-- Start --
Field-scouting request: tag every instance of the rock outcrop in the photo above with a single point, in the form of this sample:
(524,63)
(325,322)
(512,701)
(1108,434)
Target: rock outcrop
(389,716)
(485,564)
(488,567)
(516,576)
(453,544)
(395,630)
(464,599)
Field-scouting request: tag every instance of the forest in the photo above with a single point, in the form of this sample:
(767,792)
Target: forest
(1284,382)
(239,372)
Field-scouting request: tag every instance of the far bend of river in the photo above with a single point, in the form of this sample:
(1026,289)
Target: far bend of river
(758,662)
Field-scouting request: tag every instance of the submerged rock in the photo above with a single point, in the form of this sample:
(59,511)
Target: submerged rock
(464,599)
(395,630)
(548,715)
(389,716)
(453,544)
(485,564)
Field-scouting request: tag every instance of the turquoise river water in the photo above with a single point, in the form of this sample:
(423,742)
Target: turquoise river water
-- End --
## Problem requirements
Copy all the records above word for word, line by line.

## Result below
Field-scouting request: tag every instance of the rock outcrop in the photo above with a single point, in the form of this sample:
(524,63)
(325,322)
(512,701)
(1108,434)
Target: rock outcrop
(389,716)
(485,564)
(488,567)
(516,576)
(453,544)
(395,630)
(464,599)
Field-scouting request: tag every instance of the forest in the photo above with a single point, in the form of this sample:
(767,792)
Target: forest
(1284,382)
(239,372)
Field-scouting request: tag every instance of the far bend of river in the photo above with a single point, in the form of this sample:
(1026,289)
Target: far bend of river
(758,662)
Field-scouting request: tag every instance of the submerged rock in the photo above with a single point, in the form of this sample:
(59,511)
Target: submerged rock
(464,599)
(395,630)
(548,715)
(389,716)
(453,544)
(485,564)
Field-scouting request: tag every instance of the turquoise river water in the photo above with a single point, in the form of this sample:
(423,742)
Target: turquoise river water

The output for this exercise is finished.